> Exercise task
The lines to transcribe begin with the one containing "Guideline: put one point on each instance of the white" and end with the last line below; reproduce them exactly, without the pictures.

> Information given
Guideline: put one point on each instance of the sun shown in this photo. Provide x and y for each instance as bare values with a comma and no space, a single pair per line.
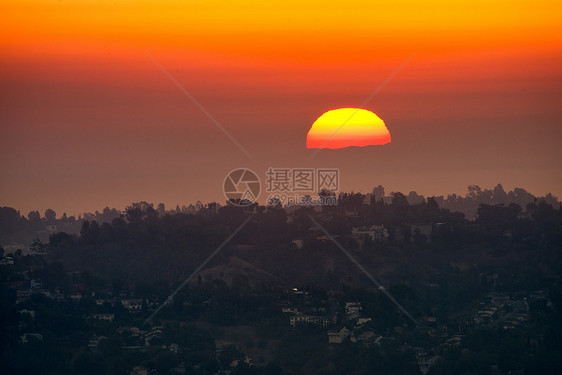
347,127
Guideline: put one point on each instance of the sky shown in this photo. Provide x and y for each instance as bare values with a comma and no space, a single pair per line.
470,91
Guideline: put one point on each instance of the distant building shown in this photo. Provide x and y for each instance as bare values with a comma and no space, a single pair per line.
353,310
308,319
367,337
104,316
133,305
26,336
374,232
94,342
337,337
422,229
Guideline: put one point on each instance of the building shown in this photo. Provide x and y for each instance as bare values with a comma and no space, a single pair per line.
422,229
308,319
34,336
374,232
337,337
353,310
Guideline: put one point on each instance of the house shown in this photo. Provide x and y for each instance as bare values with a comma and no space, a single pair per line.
104,316
337,337
23,295
34,336
134,305
367,337
290,310
139,370
353,310
30,312
94,342
375,232
362,321
308,319
422,229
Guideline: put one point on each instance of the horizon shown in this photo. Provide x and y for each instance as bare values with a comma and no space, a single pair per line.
105,103
260,201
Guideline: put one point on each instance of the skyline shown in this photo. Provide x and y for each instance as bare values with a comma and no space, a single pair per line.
89,121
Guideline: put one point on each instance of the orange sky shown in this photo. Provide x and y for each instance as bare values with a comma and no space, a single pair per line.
87,120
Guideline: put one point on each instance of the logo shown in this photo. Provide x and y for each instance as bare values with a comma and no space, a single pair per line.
241,187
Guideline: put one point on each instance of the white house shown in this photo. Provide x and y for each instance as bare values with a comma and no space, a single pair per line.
337,337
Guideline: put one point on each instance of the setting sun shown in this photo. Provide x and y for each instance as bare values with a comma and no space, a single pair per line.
346,127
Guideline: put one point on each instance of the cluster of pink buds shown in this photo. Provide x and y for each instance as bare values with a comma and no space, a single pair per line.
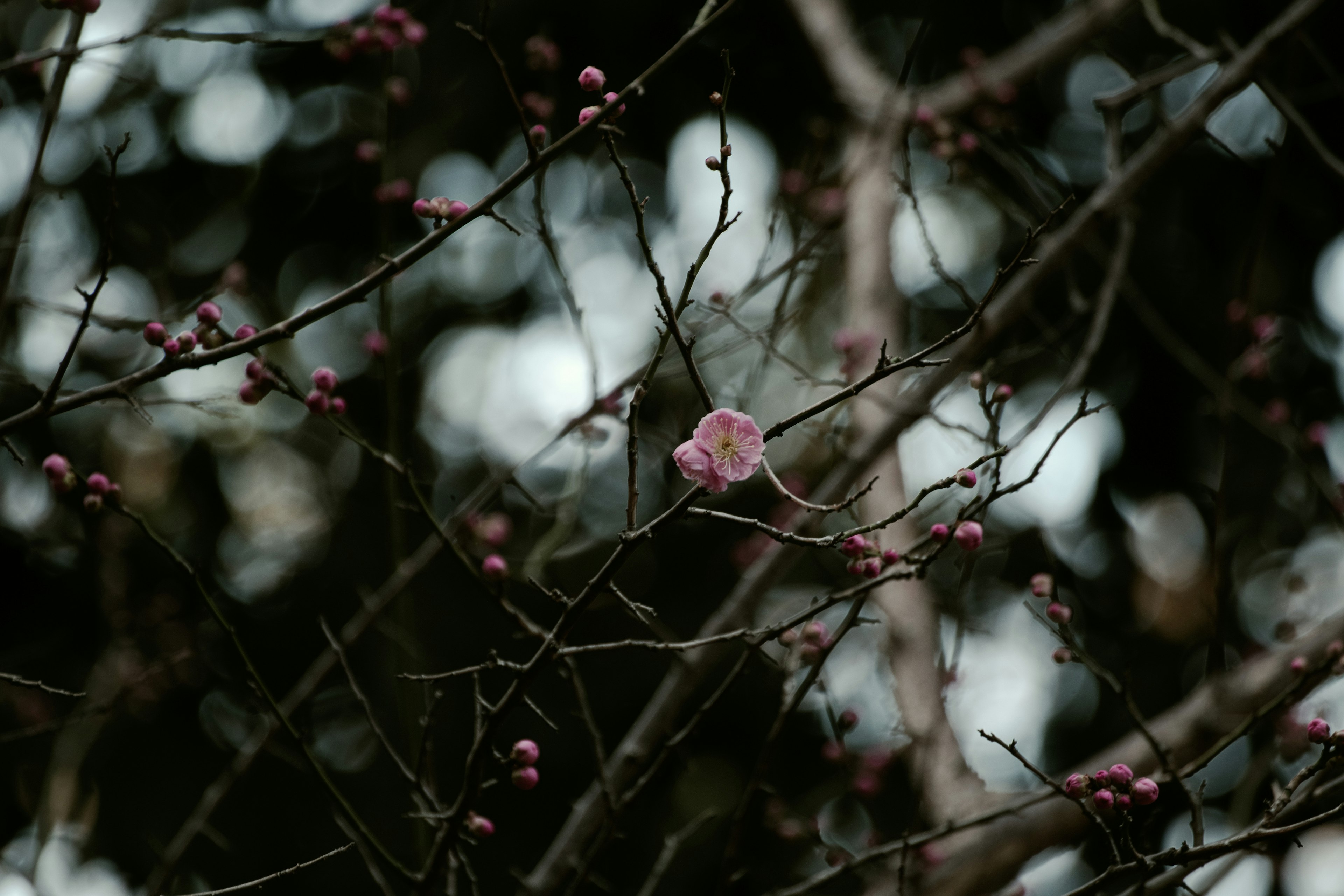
867,558
1112,789
969,535
440,209
525,757
479,825
206,332
75,6
322,401
390,29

> Exercise solution
Guideline: put one point on each instance of the white house shown in this photo. Provide x and y for each instance as bare values with a comma and no space, a single pair per line.
337,337
Guideline: put one point on each instance of the setting sun shown in this photo. Provide x and y for each instance as bare values with a comma and no space, a single pair per line.
346,127
Guideline: put one point on each instance of the cluster of pink buds shown in this photo. Provide x and y for each instance as bare values with a comma and no space, a single pair per line.
867,558
1112,789
969,535
440,209
525,757
479,825
206,332
75,6
322,401
390,29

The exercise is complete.